== Page text ==

Coffee leaf rust (CLR)
Coffee rust is a disease with the power to
hinder, or even wipe out, a country’s national product.
Rust was first reported in 1879 by the
English mycologist Michael Joseph Berkeley and his colleague Christopher Edmund
Broome. Berkeley and Broome named the fungus Hemileia vastatrix, Hemileia
referring to the half smooth characteristic of the spores and vastatrix for the
devastating nature of the disease. They received their specimens from Sri Lanka
where the disease was already causing enormous damage to productivity.
Many coffee estates in Sri Lanka were
forced to collapse or convert their crops to alternatives, such as tea. By 1890
the coffee industry in Sri Lanka was nearly destroyed. Sri Lanka switched to
tea production as a consequence of the disease, historians have since suggested
this is one of the reason why Britons have come to prefer tea.
As of 1990, coffee rust had become endemic
in all major coffee-producing countries, so what is the answer? Well in Timor
in 1927 a naturally occurring hybrid of arabica and robusta was found. Its
crucial feature: unlike normal robusta, is it can be bred again with arabica
varieties, which means that it can transmit its rust resistance to them. To
note, coffee rust attacks Arabica coffee, but not the Robusta.

===
== Data excerpts ==

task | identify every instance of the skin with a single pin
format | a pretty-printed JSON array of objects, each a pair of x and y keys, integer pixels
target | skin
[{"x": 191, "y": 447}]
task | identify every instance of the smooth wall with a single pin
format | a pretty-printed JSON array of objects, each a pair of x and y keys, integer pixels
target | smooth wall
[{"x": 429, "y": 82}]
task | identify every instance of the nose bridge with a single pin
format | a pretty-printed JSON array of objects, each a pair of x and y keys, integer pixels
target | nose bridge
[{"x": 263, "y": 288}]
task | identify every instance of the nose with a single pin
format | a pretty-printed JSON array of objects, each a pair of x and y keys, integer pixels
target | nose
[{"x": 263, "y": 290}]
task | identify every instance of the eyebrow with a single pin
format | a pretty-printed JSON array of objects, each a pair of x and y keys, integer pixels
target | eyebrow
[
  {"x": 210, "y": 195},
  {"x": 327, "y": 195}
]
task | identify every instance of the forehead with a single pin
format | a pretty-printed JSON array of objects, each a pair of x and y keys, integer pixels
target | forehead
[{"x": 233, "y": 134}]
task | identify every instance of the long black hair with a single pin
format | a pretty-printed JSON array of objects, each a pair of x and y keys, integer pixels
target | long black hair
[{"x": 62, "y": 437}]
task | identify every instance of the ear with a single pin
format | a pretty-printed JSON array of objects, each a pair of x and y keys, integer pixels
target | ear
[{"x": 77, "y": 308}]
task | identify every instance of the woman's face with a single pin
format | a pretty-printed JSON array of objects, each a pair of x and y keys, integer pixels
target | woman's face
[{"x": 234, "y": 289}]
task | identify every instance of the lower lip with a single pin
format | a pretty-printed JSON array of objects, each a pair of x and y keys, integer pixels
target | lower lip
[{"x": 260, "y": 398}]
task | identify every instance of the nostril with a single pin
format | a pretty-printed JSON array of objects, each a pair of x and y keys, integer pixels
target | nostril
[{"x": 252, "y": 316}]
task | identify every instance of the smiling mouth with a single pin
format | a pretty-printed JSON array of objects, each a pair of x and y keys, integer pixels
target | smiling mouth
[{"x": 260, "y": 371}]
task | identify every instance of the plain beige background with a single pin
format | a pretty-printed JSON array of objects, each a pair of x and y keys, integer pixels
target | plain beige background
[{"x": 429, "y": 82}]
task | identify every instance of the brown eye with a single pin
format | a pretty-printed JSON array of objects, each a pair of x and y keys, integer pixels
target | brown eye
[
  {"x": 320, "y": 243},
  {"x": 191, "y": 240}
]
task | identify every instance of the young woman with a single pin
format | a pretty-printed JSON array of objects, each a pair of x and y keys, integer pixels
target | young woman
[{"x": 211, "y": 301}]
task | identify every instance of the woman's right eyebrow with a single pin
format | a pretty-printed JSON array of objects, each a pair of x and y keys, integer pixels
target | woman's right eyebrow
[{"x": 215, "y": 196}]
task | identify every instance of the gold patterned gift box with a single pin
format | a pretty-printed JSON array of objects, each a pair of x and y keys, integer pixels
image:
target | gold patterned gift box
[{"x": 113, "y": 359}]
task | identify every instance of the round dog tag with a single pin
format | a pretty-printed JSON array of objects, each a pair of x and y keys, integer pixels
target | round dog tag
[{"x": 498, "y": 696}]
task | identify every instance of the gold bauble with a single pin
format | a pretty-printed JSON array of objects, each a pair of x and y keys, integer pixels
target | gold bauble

===

* Exercise
Carry on the coffee leaf rust text, picking up after its final sentence. The rows stand apart from the coffee leaf rust text.

* Result for this exercise
By 1980, the first hybrid of Caturra – the
dominant variety grown in the country was good enough to be accepted by growers
and buyers – the Timor hybrid was called Colombia. However some years later the
fungus as expected evolved, therefore Caturra maintains only a partial
resistance, so the need for continued development.
Cenicafe of Columbia has developed other
varieties. In 2005, they released a new seed, called Castillo after Jaime
Castillo Zapata, the lead scientist behind the development of Colombia.
By increasing the gene pool, coffee
scientists also aim at protecting the crops from other risks. By reducing
genetic diversity, you have less resistance to climate, pests and diseases.
In some quarters it is believed Castillo is
not a matter of luxury, it is a matter of necessity.